» **Written exercise**: Render the material below as a Markdown table with two columns, Row and Line. Give each nonblank line its own numbered row and leave out any blank lines.

[begin Working data]

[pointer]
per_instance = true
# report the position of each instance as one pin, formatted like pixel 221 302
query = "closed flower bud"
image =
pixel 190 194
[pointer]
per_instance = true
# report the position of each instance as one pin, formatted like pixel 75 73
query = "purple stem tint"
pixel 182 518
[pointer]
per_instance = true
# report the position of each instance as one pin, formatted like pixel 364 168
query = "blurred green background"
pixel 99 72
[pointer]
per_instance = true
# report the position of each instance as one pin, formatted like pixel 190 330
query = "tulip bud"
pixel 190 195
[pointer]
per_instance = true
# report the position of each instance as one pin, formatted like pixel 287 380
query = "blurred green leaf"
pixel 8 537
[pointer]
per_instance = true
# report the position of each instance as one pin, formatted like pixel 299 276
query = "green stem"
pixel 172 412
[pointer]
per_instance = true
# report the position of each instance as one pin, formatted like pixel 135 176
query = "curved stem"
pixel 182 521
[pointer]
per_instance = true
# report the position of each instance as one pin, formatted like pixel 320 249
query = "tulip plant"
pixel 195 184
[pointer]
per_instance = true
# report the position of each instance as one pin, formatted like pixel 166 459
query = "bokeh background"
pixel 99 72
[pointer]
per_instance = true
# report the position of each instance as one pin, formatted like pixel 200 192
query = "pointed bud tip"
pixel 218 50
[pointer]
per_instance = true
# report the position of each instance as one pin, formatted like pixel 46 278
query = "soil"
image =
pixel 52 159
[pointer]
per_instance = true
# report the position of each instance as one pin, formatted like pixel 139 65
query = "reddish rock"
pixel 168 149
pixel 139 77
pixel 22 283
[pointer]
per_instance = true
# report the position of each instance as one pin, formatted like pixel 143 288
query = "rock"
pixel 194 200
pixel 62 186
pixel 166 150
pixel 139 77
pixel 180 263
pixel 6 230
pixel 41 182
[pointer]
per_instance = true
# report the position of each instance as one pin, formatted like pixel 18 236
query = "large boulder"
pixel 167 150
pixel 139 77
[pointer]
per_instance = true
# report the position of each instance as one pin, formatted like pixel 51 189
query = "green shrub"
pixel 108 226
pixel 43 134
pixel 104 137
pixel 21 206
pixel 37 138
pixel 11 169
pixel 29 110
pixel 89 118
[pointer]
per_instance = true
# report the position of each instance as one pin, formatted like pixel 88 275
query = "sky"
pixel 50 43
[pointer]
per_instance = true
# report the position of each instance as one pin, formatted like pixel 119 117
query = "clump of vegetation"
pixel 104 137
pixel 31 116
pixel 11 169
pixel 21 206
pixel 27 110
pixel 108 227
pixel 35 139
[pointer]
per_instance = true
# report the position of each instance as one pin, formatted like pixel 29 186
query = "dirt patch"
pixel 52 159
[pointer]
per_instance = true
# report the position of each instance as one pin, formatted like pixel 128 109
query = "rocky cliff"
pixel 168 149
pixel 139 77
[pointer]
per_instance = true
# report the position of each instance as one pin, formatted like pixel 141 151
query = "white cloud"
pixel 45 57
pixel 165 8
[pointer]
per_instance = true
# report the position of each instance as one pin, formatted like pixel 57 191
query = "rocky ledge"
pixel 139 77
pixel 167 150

[end Working data]

» **Final answer**:
| Row | Line |
|---|---|
| 1 | [pointer] |
| 2 | per_instance = true |
| 3 | # report the position of each instance as one pin, formatted like pixel 221 302 |
| 4 | query = "closed flower bud" |
| 5 | image = |
| 6 | pixel 190 194 |
| 7 | [pointer] |
| 8 | per_instance = true |
| 9 | # report the position of each instance as one pin, formatted like pixel 75 73 |
| 10 | query = "purple stem tint" |
| 11 | pixel 182 518 |
| 12 | [pointer] |
| 13 | per_instance = true |
| 14 | # report the position of each instance as one pin, formatted like pixel 364 168 |
| 15 | query = "blurred green background" |
| 16 | pixel 99 72 |
| 17 | [pointer] |
| 18 | per_instance = true |
| 19 | # report the position of each instance as one pin, formatted like pixel 190 330 |
| 20 | query = "tulip bud" |
| 21 | pixel 190 195 |
| 22 | [pointer] |
| 23 | per_instance = true |
| 24 | # report the position of each instance as one pin, formatted like pixel 287 380 |
| 25 | query = "blurred green leaf" |
| 26 | pixel 8 537 |
| 27 | [pointer] |
| 28 | per_instance = true |
| 29 | # report the position of each instance as one pin, formatted like pixel 299 276 |
| 30 | query = "green stem" |
| 31 | pixel 172 412 |
| 32 | [pointer] |
| 33 | per_instance = true |
| 34 | # report the position of each instance as one pin, formatted like pixel 135 176 |
| 35 | query = "curved stem" |
| 36 | pixel 182 521 |
| 37 | [pointer] |
| 38 | per_instance = true |
| 39 | # report the position of each instance as one pin, formatted like pixel 320 249 |
| 40 | query = "tulip plant" |
| 41 | pixel 195 184 |
| 42 | [pointer] |
| 43 | per_instance = true |
| 44 | # report the position of each instance as one pin, formatted like pixel 166 459 |
| 45 | query = "bokeh background" |
| 46 | pixel 99 72 |
| 47 | [pointer] |
| 48 | per_instance = true |
| 49 | # report the position of each instance as one pin, formatted like pixel 200 192 |
| 50 | query = "pointed bud tip" |
| 51 | pixel 218 50 |
| 52 | [pointer] |
| 53 | per_instance = true |
| 54 | # report the position of each instance as one pin, formatted like pixel 46 278 |
| 55 | query = "soil" |
| 56 | image = |
| 57 | pixel 52 159 |
| 58 | [pointer] |
| 59 | per_instance = true |
| 60 | # report the position of each instance as one pin, formatted like pixel 139 65 |
| 61 | query = "reddish rock" |
| 62 | pixel 168 149 |
| 63 | pixel 139 77 |
| 64 | pixel 22 283 |
| 65 | [pointer] |
| 66 | per_instance = true |
| 67 | # report the position of each instance as one pin, formatted like pixel 143 288 |
| 68 | query = "rock" |
| 69 | pixel 194 200 |
| 70 | pixel 62 186 |
| 71 | pixel 166 150 |
| 72 | pixel 139 77 |
| 73 | pixel 180 263 |
| 74 | pixel 6 230 |
| 75 | pixel 41 182 |
| 76 | [pointer] |
| 77 | per_instance = true |
| 78 | # report the position of each instance as one pin, formatted like pixel 18 236 |
| 79 | query = "large boulder" |
| 80 | pixel 167 150 |
| 81 | pixel 139 77 |
| 82 | [pointer] |
| 83 | per_instance = true |
| 84 | # report the position of each instance as one pin, formatted like pixel 51 189 |
| 85 | query = "green shrub" |
| 86 | pixel 108 226 |
| 87 | pixel 43 134 |
| 88 | pixel 104 137 |
| 89 | pixel 21 206 |
| 90 | pixel 37 138 |
| 91 | pixel 11 169 |
| 92 | pixel 29 110 |
| 93 | pixel 89 118 |
| 94 | [pointer] |
| 95 | per_instance = true |
| 96 | # report the position of each instance as one pin, formatted like pixel 88 275 |
| 97 | query = "sky" |
| 98 | pixel 50 43 |
| 99 | [pointer] |
| 100 | per_instance = true |
| 101 | # report the position of each instance as one pin, formatted like pixel 119 117 |
| 102 | query = "clump of vegetation" |
| 103 | pixel 104 137 |
| 104 | pixel 31 116 |
| 105 | pixel 11 169 |
| 106 | pixel 21 206 |
| 107 | pixel 27 110 |
| 108 | pixel 108 227 |
| 109 | pixel 35 139 |
| 110 | [pointer] |
| 111 | per_instance = true |
| 112 | # report the position of each instance as one pin, formatted like pixel 29 186 |
| 113 | query = "dirt patch" |
| 114 | pixel 52 159 |
| 115 | [pointer] |
| 116 | per_instance = true |
| 117 | # report the position of each instance as one pin, formatted like pixel 128 109 |
| 118 | query = "rocky cliff" |
| 119 | pixel 168 149 |
| 120 | pixel 139 77 |
| 121 | [pointer] |
| 122 | per_instance = true |
| 123 | # report the position of each instance as one pin, formatted like pixel 141 151 |
| 124 | query = "white cloud" |
| 125 | pixel 45 57 |
| 126 | pixel 165 8 |
| 127 | [pointer] |
| 128 | per_instance = true |
| 129 | # report the position of each instance as one pin, formatted like pixel 57 191 |
| 130 | query = "rocky ledge" |
| 131 | pixel 139 77 |
| 132 | pixel 167 150 |